Source passage:
Content starts

PED Expert Derek Munro says women’s HRT was misunderstood because they used Horse Pee estrogen initially

In a recent episode of the Joe Rogan Experience, PED expert Derek from More Plates More Dates shed light on a critical misunderstanding that has affected women’s hormone replacement therapy for decades.

According to Derek, the initial studies that created widespread fear about HRT were fundamentally flawed because they used horse-derived estrogens rather than bioidentical human hormones.

Derek explained that in the 1990s, the Women’s Health Initiative conducted studies to assess the safety of hormone replacement therapy. However, the “HRT” being tested wasn’t actually human bioidentical estrogen at all.

“It was like equine horse piss derived estrogens,” Derek stated bluntly. The synthetic compounds used were not bioidentical to what women’s bodies naturally produce, yet the results were presented as representative of standard hormone replacement therapy.

The study results showed a relative risk increase in breast cancer incidents among roughly one in a thousand women. The media subsequently ran with headlines proclaiming a 26% increase in breast cancer risk, causing mass hysteria and panic. This led to the FDA placing aggressive blackbox warnings on hormone therapy products, the most severe warning category indicating the highest risk of lethal side effects.

Derek emphasized the fundamental problem with this approach: “To try and say this horse piss derived estrogen formula and the synthetic progestin we applied to these women is the equivalent of you having been on what you would otherwise produce as a young, healthy, vibrant woman from a bioidentical estradiol and progesterone perspective—simply not accurate.”

For years following these studies, hormone replacement therapy was viewed as dangerous except in the most extreme cases where quality of life deterioration was so significant it justified the perceived risks. Women were told HRT would cause clotting issues, cancer, and numerous other serious health problems.

Derek stated: “But that’s like essentially the comparison that they made and you know presented it as such. And the result was a relative risk increase of breast cancer incidents, I believe, to the tune of like one of a thousand women.”

The irony, Derek pointed out, is that modern literature consistently shows the cardioprotective effects, neuroprotective effects, and bone support benefits of proper hormone replacement. Women who don’t take bioidentical hormones after menopause are essentially giving themselves a worse quality of life and deteriorating their health. Unlike men, who can maintain some residual hormone activity into old age, women experience a cliff drop when hormone production ceases.

In a significant development, Derek noted that just last month, the FDA removed most of the blackbox warnings from women’s HRT products—a validation of what many in the optimization community have been saying for years. The initial narratives about hormone replacement therapy, much like early misconceptions about testosterone and prostate cancer in men, became stuck in the public consciousness despite being based on flawed science.

Derek’s message is clear: the demonization of women’s HRT was based on studies using the wrong compounds, and countless women have suffered diminished quality of life as a result. With bioidentical hormones and proper medical oversight, hormone replacement therapy can be safe and profoundly beneficial for women navigating menopause and beyond.

Content ends

Source material:
Content starts

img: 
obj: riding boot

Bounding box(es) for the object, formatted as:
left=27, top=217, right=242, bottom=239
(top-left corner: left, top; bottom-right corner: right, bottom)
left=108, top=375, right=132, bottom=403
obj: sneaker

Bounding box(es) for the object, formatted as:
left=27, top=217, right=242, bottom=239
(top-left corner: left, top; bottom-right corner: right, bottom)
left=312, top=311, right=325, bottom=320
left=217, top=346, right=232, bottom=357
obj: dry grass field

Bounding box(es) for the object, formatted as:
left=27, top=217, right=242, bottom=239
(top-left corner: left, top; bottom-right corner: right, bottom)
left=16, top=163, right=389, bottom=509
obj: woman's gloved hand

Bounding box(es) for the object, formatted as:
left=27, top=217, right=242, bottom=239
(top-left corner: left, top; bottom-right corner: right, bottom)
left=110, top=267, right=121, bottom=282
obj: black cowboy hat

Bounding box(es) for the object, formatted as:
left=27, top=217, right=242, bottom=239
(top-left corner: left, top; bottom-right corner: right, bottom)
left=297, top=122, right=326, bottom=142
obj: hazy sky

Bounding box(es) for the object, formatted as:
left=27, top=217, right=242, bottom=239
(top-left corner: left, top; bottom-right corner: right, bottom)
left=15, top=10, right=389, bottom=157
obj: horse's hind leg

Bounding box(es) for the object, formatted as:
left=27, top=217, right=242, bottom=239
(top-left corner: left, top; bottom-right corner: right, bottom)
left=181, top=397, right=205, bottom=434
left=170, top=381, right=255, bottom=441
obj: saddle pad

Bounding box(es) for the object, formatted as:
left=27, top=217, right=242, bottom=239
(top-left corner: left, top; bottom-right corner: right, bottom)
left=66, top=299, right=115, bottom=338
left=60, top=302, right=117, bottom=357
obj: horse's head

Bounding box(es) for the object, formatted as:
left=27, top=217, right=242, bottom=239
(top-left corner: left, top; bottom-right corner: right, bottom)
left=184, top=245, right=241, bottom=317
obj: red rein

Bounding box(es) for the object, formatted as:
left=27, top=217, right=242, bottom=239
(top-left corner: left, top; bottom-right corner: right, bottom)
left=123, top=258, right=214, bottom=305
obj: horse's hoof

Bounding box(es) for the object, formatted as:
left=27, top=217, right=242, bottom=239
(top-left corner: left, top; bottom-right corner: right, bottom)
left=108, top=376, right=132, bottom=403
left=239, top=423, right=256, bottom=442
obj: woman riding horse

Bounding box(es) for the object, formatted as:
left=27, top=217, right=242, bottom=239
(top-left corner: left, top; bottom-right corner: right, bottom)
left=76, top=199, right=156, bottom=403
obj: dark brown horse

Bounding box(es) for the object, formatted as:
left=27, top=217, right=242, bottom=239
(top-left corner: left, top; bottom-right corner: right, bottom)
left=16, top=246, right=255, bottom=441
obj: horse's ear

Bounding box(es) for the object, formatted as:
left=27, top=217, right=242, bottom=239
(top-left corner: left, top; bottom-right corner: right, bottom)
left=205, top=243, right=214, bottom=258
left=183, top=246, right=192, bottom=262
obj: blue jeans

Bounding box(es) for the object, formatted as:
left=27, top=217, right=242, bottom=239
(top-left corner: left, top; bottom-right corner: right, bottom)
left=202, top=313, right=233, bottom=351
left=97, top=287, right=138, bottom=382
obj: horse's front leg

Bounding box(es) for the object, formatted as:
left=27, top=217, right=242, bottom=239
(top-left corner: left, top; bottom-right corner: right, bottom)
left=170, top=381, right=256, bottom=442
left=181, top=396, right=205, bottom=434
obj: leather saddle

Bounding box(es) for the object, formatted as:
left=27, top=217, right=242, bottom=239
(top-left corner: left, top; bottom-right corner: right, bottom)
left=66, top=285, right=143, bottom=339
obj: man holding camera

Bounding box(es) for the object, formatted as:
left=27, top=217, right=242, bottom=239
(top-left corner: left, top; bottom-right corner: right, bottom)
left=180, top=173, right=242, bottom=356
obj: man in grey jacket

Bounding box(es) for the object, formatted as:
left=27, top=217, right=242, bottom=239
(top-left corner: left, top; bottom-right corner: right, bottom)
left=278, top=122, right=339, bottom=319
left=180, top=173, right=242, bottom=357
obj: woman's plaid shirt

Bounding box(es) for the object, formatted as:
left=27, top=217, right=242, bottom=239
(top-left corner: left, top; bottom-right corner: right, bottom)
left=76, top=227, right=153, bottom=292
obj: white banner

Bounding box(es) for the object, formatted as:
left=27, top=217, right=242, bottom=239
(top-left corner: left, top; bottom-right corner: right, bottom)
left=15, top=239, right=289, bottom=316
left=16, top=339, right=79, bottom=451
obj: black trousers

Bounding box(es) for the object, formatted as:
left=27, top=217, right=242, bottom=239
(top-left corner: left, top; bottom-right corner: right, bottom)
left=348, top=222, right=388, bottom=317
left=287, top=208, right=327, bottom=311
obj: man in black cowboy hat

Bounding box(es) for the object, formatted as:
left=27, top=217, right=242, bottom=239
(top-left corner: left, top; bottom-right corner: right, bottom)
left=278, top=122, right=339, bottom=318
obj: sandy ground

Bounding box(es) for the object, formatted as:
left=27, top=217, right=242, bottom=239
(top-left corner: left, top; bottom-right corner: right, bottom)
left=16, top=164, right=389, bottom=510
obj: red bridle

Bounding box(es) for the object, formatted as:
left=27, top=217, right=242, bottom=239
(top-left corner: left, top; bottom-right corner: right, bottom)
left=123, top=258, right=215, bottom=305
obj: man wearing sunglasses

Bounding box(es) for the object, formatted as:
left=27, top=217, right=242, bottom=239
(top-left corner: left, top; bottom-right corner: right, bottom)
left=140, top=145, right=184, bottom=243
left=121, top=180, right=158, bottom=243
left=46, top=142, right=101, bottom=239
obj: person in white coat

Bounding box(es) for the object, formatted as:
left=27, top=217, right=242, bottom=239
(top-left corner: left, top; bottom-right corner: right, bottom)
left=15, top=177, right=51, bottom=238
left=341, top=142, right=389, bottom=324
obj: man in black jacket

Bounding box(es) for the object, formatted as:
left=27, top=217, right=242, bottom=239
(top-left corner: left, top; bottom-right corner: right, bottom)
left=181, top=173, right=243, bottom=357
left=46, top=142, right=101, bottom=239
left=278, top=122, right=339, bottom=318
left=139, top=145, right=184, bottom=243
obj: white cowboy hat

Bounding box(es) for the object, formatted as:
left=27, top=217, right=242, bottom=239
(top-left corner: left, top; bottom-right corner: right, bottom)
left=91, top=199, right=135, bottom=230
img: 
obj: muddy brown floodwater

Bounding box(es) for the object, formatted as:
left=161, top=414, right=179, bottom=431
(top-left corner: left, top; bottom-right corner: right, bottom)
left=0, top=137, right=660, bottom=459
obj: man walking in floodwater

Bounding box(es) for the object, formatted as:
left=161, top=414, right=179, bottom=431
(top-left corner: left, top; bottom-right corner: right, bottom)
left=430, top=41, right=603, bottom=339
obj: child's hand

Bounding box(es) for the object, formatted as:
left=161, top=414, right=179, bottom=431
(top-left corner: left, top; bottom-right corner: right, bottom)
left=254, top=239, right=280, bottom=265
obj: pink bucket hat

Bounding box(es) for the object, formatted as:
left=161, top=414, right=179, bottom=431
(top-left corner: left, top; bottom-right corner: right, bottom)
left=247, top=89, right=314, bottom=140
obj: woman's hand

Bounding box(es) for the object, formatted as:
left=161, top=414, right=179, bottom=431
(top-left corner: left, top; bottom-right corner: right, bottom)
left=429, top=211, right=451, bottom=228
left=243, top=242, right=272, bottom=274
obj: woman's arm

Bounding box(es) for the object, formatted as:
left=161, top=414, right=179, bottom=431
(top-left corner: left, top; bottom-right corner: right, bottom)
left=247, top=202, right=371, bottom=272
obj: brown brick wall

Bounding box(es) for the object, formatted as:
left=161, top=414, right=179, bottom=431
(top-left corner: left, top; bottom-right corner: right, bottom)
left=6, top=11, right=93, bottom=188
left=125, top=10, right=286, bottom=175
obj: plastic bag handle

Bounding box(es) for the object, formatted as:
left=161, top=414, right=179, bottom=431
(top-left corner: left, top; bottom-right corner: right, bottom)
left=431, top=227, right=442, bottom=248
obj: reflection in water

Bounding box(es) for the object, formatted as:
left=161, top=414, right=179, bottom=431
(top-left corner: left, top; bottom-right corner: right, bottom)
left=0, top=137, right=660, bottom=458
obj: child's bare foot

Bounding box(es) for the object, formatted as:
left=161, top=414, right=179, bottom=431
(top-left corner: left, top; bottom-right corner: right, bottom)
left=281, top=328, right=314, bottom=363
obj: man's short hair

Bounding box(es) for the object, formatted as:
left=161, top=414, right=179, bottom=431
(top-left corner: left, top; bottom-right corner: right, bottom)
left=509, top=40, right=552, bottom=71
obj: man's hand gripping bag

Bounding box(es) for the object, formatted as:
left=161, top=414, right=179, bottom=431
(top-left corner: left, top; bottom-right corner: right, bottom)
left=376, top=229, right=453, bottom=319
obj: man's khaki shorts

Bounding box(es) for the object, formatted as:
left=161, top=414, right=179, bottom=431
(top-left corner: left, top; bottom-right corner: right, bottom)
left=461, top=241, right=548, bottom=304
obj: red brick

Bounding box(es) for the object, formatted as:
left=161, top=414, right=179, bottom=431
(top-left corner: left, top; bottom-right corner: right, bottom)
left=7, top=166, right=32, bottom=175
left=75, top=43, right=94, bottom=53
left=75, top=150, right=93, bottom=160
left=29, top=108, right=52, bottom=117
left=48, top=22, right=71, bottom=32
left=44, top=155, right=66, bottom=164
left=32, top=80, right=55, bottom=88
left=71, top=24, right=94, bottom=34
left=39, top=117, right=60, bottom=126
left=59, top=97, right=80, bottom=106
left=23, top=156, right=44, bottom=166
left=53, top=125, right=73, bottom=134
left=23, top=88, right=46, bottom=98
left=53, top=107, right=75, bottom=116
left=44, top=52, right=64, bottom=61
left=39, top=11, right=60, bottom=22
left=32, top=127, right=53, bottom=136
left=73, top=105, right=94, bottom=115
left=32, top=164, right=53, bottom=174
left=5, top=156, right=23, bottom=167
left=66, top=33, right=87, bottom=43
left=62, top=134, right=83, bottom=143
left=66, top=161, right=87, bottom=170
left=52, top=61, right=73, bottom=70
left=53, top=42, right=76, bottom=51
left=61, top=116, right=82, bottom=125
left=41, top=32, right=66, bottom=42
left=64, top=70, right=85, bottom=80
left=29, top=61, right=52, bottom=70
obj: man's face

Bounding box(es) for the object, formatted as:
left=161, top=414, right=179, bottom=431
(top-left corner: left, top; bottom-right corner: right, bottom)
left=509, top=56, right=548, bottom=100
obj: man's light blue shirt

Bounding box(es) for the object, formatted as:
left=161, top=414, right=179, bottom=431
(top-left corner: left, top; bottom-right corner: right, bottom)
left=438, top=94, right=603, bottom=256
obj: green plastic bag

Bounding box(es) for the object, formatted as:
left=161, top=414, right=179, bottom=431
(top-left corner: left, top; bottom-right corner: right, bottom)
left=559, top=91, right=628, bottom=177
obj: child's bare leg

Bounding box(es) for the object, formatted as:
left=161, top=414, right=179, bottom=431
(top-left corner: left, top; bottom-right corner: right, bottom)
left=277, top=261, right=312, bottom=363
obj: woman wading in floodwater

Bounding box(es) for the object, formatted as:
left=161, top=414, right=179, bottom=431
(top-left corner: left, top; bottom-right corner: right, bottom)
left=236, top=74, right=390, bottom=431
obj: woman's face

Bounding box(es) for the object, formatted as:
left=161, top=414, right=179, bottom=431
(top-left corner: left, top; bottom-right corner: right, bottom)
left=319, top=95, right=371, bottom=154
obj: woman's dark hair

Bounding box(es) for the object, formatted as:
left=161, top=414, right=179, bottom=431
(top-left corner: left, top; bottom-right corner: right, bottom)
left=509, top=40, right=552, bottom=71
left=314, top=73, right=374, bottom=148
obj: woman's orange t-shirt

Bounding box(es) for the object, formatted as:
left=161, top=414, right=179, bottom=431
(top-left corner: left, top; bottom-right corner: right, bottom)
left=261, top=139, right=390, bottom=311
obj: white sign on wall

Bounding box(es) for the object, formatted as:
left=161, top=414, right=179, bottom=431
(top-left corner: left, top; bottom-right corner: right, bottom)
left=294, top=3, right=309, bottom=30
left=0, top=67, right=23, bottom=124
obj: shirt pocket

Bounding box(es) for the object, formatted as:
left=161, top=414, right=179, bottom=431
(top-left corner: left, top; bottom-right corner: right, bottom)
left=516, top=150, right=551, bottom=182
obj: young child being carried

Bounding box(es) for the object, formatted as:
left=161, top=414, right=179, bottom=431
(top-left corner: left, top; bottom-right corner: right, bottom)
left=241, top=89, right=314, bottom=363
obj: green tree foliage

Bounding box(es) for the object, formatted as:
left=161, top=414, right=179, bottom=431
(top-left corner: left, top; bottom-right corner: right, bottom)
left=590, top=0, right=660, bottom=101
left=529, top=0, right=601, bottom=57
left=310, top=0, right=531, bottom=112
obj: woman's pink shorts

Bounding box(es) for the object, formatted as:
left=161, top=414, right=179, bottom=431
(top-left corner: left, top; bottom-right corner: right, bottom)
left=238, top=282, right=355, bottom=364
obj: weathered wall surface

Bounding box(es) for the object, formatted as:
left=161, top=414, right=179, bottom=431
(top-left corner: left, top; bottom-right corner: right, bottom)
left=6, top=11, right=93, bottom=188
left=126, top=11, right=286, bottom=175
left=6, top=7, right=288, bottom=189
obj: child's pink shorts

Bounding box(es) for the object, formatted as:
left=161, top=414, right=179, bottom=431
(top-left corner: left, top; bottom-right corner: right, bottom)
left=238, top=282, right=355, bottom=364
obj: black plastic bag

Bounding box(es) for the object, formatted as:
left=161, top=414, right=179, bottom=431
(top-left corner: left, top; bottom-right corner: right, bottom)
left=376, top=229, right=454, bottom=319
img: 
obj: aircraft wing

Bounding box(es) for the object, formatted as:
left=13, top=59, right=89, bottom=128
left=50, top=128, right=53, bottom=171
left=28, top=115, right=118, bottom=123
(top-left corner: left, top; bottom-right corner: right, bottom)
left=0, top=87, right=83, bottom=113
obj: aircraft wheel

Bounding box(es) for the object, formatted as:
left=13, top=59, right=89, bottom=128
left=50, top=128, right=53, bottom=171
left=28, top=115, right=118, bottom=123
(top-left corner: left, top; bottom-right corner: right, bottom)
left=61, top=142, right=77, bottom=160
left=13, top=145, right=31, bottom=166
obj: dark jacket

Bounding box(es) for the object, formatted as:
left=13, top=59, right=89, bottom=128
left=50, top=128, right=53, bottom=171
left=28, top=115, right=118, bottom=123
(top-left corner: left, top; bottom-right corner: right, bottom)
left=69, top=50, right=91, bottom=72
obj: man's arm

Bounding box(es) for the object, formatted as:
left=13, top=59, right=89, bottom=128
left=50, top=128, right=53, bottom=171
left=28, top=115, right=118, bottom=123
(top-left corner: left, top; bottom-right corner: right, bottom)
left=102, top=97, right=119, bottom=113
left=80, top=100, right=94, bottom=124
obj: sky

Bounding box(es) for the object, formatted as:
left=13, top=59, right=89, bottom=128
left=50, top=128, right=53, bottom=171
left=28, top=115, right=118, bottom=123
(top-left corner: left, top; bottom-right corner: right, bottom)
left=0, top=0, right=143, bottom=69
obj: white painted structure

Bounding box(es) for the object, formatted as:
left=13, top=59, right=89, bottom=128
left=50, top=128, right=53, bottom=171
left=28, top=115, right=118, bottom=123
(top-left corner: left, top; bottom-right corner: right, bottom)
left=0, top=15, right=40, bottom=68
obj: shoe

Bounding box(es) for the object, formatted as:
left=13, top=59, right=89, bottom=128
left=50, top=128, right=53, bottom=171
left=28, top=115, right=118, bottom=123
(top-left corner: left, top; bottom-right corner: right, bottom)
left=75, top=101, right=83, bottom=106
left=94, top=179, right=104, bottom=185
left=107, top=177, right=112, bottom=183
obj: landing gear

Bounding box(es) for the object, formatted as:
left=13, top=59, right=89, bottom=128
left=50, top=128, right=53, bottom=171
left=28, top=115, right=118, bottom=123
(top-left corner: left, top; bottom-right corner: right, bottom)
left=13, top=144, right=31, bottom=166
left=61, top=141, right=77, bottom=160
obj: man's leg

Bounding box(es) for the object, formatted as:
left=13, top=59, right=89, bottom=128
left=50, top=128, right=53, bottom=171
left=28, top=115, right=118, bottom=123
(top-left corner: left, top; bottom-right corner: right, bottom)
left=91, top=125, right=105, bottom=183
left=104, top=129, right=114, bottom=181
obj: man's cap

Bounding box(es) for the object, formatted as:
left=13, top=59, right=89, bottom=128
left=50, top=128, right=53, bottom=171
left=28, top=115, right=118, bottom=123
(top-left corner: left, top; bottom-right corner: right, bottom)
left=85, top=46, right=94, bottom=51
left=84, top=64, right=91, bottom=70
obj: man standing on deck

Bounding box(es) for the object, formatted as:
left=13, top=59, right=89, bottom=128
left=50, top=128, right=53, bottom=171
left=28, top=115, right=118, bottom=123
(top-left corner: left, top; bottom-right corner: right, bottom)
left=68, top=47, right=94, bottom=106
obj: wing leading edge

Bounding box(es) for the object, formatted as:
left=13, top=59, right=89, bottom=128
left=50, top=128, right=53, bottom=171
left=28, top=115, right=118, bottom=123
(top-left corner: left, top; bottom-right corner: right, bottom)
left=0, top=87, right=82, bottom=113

Content ends

Activity 1:
According to the article on women's HRT, which organization conducted the 1990s studies on the safety of hormone replacement therapy?
Activity 2:
Reproduce the part of the article on women's HRT that begins at the words "According to Derek, the" and ends after the words "bioidentical human hormones.".
The rows come from a different source than the article on women's HRT.

Your solution 1:
The Women's Health Initiative.

Your solution 2:
According to Derek, the initial studies that created widespread fear about HRT were fundamentally flawed because they used horse-derived estrogens rather than bioidentical human hormones.